>>
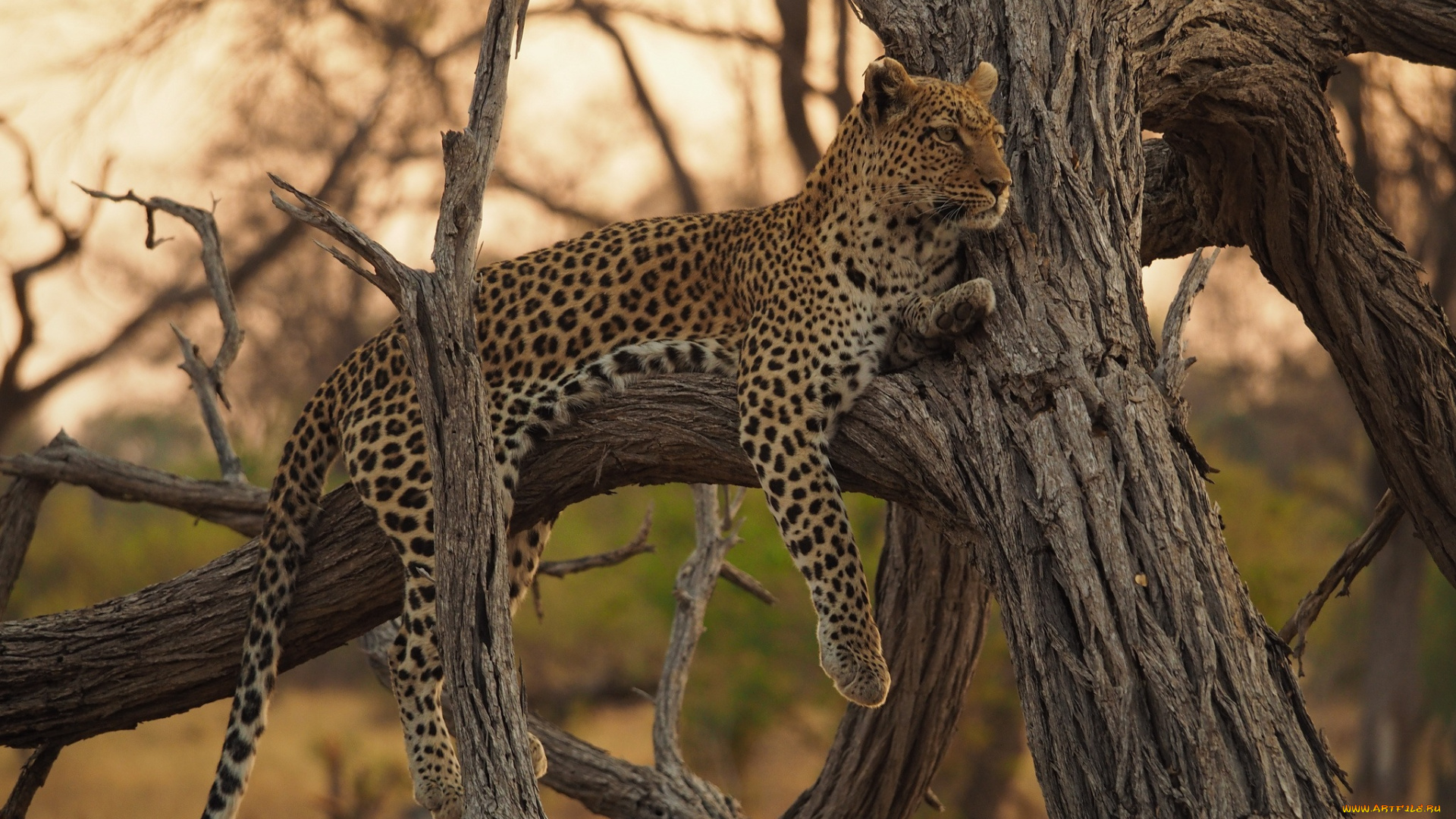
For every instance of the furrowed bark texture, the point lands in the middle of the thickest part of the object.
(932, 613)
(1237, 89)
(473, 621)
(1150, 684)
<<
[EXERCISE AIM]: Every line of the material above should be repeated exactly, except for the pictures.

[TASK SOLUTION]:
For every instance of the furrowed bark texture, the point lands in the middle of the thickest part of the object.
(932, 613)
(1237, 89)
(473, 621)
(1150, 684)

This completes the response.